Reproduce the data word for word, keeping every line complete.

Dataset entries
-- -- --

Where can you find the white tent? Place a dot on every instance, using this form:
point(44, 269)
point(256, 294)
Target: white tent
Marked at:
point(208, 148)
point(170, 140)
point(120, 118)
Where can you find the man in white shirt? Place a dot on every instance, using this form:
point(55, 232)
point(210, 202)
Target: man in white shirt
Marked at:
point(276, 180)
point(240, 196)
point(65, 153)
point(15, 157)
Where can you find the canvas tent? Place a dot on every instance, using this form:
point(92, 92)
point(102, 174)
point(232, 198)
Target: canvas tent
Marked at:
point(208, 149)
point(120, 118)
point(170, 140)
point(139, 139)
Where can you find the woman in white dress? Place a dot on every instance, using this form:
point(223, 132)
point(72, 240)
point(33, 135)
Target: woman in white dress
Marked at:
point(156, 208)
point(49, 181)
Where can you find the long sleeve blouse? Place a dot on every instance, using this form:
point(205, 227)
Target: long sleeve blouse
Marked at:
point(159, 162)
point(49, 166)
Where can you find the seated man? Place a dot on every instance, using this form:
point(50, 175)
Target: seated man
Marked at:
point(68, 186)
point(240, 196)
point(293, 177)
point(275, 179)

-- -- --

§ SOLUTION BELOW:
Where can you find the white tent? Place a dot on every instance, using this form:
point(44, 269)
point(256, 294)
Target: white tent
Marked at:
point(208, 148)
point(170, 140)
point(120, 118)
Where can you find the man in white shirt? Place a dot on every instance, using this form:
point(55, 232)
point(210, 202)
Target: man in white shirt
Marked at:
point(276, 180)
point(240, 196)
point(65, 153)
point(15, 157)
Where can you find the canvas tent? Place a dot on every instance, using this form:
point(92, 92)
point(102, 174)
point(232, 198)
Target: canvas tent
Marked at:
point(208, 149)
point(120, 118)
point(170, 140)
point(139, 139)
Where can you find the woman in white dress? Place a dot on every instance, using this form:
point(223, 132)
point(72, 240)
point(33, 135)
Target: woman in white dress
Marked at:
point(156, 208)
point(49, 181)
Where can you find the long sleeve blouse? Place a dot on every instance, using this form:
point(205, 227)
Target: long sleeve blouse
Marked at:
point(159, 162)
point(49, 166)
Where can you find the seated man? Place a dot on every instance, using this form:
point(50, 175)
Target: seated man
Marked at:
point(68, 186)
point(240, 196)
point(293, 177)
point(275, 179)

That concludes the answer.